## [Exercise objective]
Output the records exactly, every one of them.

Listed entries START

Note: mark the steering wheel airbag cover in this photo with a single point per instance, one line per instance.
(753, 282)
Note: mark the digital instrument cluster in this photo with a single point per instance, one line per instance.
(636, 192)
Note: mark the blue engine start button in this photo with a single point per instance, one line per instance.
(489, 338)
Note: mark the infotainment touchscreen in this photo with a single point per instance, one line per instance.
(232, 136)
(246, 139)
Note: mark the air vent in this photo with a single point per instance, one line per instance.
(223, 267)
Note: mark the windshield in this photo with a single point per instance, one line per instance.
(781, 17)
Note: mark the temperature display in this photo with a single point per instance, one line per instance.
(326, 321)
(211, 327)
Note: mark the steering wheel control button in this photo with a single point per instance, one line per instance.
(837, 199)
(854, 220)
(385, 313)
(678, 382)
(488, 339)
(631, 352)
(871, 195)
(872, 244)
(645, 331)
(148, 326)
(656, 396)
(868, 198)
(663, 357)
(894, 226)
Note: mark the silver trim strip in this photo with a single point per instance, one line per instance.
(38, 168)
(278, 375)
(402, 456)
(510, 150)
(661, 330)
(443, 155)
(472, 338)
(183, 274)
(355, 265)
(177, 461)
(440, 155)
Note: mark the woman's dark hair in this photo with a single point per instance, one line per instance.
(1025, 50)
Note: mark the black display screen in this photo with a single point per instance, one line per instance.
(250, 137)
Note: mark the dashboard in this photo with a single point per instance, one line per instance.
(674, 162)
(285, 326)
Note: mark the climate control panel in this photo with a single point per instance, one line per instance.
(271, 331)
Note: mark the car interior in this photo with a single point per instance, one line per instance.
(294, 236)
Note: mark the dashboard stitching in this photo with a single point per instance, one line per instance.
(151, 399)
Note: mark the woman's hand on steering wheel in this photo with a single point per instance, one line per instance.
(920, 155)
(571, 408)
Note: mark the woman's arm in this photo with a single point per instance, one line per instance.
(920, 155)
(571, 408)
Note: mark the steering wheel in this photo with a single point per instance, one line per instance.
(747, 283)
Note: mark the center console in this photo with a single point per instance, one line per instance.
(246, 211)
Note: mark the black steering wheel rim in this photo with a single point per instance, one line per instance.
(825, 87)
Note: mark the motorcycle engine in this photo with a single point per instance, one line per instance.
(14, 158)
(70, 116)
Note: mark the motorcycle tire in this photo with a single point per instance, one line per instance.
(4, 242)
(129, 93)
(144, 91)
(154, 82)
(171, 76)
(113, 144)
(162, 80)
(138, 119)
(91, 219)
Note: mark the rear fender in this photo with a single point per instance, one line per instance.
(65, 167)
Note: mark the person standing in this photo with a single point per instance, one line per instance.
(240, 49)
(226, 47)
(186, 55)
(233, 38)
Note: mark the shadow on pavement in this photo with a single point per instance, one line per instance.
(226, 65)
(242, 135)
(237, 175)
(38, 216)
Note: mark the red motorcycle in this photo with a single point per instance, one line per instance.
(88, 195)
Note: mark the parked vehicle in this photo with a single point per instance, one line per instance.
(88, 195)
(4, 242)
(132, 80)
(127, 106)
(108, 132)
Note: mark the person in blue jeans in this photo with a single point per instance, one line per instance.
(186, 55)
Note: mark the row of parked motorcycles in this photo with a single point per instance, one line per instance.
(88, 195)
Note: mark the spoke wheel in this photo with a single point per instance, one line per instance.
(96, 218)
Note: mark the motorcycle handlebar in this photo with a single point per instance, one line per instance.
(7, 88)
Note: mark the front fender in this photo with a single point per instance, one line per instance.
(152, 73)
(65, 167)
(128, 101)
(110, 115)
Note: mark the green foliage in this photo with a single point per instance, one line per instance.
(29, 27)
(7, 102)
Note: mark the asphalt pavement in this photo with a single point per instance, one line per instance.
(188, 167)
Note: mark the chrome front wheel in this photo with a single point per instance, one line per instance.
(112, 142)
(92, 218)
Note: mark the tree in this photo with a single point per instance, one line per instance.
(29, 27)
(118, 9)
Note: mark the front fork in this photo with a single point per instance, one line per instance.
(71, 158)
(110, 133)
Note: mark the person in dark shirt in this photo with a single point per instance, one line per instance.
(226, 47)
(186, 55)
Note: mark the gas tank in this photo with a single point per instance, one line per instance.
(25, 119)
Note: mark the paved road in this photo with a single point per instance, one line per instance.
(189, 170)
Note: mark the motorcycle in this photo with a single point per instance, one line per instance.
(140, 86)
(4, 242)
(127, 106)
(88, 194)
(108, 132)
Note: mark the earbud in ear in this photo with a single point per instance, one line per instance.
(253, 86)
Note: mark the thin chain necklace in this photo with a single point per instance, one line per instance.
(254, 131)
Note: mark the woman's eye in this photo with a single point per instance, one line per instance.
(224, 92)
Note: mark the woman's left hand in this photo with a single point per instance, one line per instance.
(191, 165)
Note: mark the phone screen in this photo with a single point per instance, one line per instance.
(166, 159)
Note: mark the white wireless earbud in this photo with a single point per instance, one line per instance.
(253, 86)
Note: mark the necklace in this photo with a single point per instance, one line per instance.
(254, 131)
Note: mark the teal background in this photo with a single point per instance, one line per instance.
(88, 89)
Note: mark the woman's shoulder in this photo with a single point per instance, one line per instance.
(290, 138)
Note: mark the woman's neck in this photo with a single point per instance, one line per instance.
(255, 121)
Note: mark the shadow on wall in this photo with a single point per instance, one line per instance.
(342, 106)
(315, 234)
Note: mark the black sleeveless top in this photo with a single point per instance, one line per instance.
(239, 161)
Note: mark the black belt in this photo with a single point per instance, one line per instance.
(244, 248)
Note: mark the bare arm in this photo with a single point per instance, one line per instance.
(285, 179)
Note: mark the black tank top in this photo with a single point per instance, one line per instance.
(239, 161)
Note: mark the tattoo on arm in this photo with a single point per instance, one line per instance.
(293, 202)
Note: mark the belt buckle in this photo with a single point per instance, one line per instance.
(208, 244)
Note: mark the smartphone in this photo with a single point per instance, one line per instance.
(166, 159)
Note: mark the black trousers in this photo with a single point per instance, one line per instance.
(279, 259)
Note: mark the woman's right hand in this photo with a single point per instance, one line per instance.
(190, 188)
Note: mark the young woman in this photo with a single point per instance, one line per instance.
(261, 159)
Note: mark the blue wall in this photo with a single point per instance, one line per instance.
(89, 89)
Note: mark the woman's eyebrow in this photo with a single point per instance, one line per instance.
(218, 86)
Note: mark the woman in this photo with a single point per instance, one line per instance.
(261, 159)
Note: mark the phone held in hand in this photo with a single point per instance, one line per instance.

Listed entries END

## [Written reply]
Note: mark the steering wheel airbag cover in this photo with a single point per instance, one line per instance.
(753, 282)
Note: mark the digital instrument cluster in this photo with a single point per instance, one line per instance.
(636, 192)
Note: mark the blue engine start button in this photo with a single point per instance, one line per instance.
(489, 338)
Note: mark the infotainment touchscreen in this photo with a single point per instance, one line per instance.
(232, 136)
(246, 139)
Note: mark the air vent in this photo with a single point per instance, one line per instance.
(223, 267)
Note: mark the windshield in this photo with a single point per instance, one line per instance.
(781, 17)
Note: mark the temperature display in this photo with a single point per instance, one line per instance.
(326, 321)
(211, 327)
Note: mark the steering wheel control button in this photo with a single point per instance, one line per instance.
(837, 199)
(854, 220)
(385, 313)
(678, 382)
(488, 339)
(631, 352)
(871, 195)
(872, 244)
(645, 331)
(148, 326)
(656, 396)
(868, 198)
(663, 357)
(894, 226)
Note: mark the silver trim strip in this photo with a single point per instance, one line per instance.
(38, 168)
(278, 375)
(402, 456)
(510, 150)
(661, 330)
(443, 155)
(472, 338)
(183, 274)
(355, 265)
(177, 461)
(440, 155)
Note: mark the woman's dark hair in this photo with a single point per instance, one line per instance.
(1025, 50)
Note: mark the black display screen in this photo with a single point per instance, one line per instance.
(250, 137)
Note: mark the dashboard in this photo with a single point per instance, one line per instance.
(674, 162)
(285, 326)
Note: mark the climate control panel in this photo with a single point per instance, one line per instance.
(271, 331)
Note: mark the car interior in this photo with a single point per instance, one line per instance.
(294, 236)
Note: mark the dashboard stitching in this photo with a single point per instance, one line per instance.
(151, 399)
Note: mark the woman's hand on steering wheel in this photo with a single point per instance, one line per instance.
(920, 155)
(571, 408)
Note: mark the woman's arm in this photo with a single point per instance, one line per instance.
(920, 155)
(571, 408)
Note: mark the steering wheel in this photo with a single point per instance, one line per instance.
(747, 283)
Note: mark the center console in this photo with a single point per instance, one line per instance.
(246, 211)
Note: mark the black steering wheel rim in this photo with a single point per instance, one line per instance.
(825, 87)
Note: mark the motorcycle engine in this photo with a single point per instance, one line per instance.
(14, 158)
(70, 116)
Note: mark the motorcycle tire in this photo with a single point per instance, one line per instance.
(4, 242)
(129, 93)
(144, 91)
(154, 82)
(171, 76)
(113, 144)
(162, 80)
(138, 119)
(91, 219)
Note: mark the rear fender in this photo with a single point per instance, one line per instance.
(65, 167)
Note: mark the person standing in this photo with a single point per instance, one line per instance.
(240, 49)
(226, 47)
(186, 55)
(233, 38)
Note: mark the shadow on pavement in this photo with a single point per instance, one line per instance.
(226, 65)
(242, 135)
(237, 175)
(38, 216)
Note: mark the red motorcycle in this photo with a single point per instance, one line per instance.
(88, 195)
Note: mark the parked vehicle in this photo with a single point per instance, one line per instance.
(88, 195)
(4, 242)
(132, 80)
(127, 106)
(108, 132)
Note: mark the person in blue jeans in this photo with a single point per instance, one line per instance.
(186, 55)
Note: mark the row of parked motorcycles in this photo with a single point per instance, one line per instance.
(88, 195)
Note: mark the spoke wheel in this photo with a single point per instance, one line per instance.
(96, 218)
Note: mark the motorcycle handlebar in this photo with a single point per instance, one line per instance.
(7, 88)
Note: mark the front fender in this photo with a single point per instance, one line per instance.
(152, 73)
(65, 167)
(128, 101)
(110, 115)
Note: mark the green foliage in this photo with a single point per instance, one line per instance.
(29, 27)
(7, 102)
Note: mark the asphalt pavement in this photo with a single point per instance, one line per instance.
(188, 167)
Note: mark the chrome front wheel in this photo with a single point per instance, one line per instance.
(112, 142)
(92, 218)
Note: mark the tree in this photo with a single point per instance, one line per instance.
(29, 27)
(118, 9)
Note: mark the front fork in this photo with a single point per instance, one line per instance.
(71, 158)
(110, 133)
Note: mark the person in dark shirt in this photo with a single point per instance, one line per instance.
(226, 47)
(186, 55)
Note: mark the gas tank in this photo with a single point per instance, one line per instance.
(25, 119)
Note: mark the paved road in this photo with a single point per instance, one line per instance.
(189, 170)
Note: mark the motorcycle in this photo with a single point per instance, one line per instance.
(140, 86)
(4, 242)
(127, 106)
(88, 194)
(108, 132)
Note: mark the earbud in ear in this photo with a single point per instance, one line per instance.
(253, 86)
Note: mark the thin chain necklace in this photo with a single point per instance, one line per instance.
(254, 131)
Note: mark the woman's eye in this photo with a single point per instance, one line per instance.
(224, 92)
Note: mark the woman's left hand in this photo with a single point per instance, one line per instance.
(191, 165)
Note: mark the phone screen in this photo with a single point per instance, one line per instance.
(166, 159)
Note: mark the white wireless earbud in this photo with a single point per instance, one line per instance.
(253, 86)
Note: mark the necklace in this photo with a single point per instance, one line per instance.
(254, 131)
Note: mark the teal background in this photo with a single point per instance, one line per instance.
(88, 89)
Note: mark the woman's shoulder in this photo with a single point per instance, one line per instance.
(290, 138)
Note: mark the woman's neck in this photo with a single point per instance, one line per instance.
(255, 121)
Note: mark the shadow on wall in this photo with a single point per instance, one line per instance.
(342, 106)
(315, 234)
Note: mark the black sleeveless top in this photo with a single point per instance, one line per instance.
(239, 161)
Note: mark the black belt in this photo with a single point per instance, one line per instance.
(244, 248)
Note: mark the bare arm in this photo with a single point per instance, one line per instance.
(285, 179)
Note: mark the black tank top in this photo with a single point per instance, one line per instance.
(239, 161)
Note: mark the tattoo on arm in this photo with a single point per instance, one line per instance.
(293, 202)
Note: mark the belt buckle in this photo with a single point per instance, one line per instance.
(208, 244)
Note: mark the smartphone in this photo with a single point per instance, one line per instance.
(166, 159)
Note: mark the black trousers in this photo with a single point per instance, one line per instance.
(279, 259)
Note: mark the woman's right hand in this photo with a single point per instance, one line per instance.
(190, 188)
Note: mark the young woman in this photo with a single point per instance, one line per instance.
(261, 159)
Note: mark the blue wall in this photo with a single point per instance, one line per instance.
(89, 89)
Note: mark the woman's eyebrow in this photo with a single point per instance, one line per instance.
(218, 86)
Note: mark the woman in this photo with a single point per instance, one line per instance.
(261, 159)
Note: mark the phone held in hand in this photo with a single point per instance, one line per instance.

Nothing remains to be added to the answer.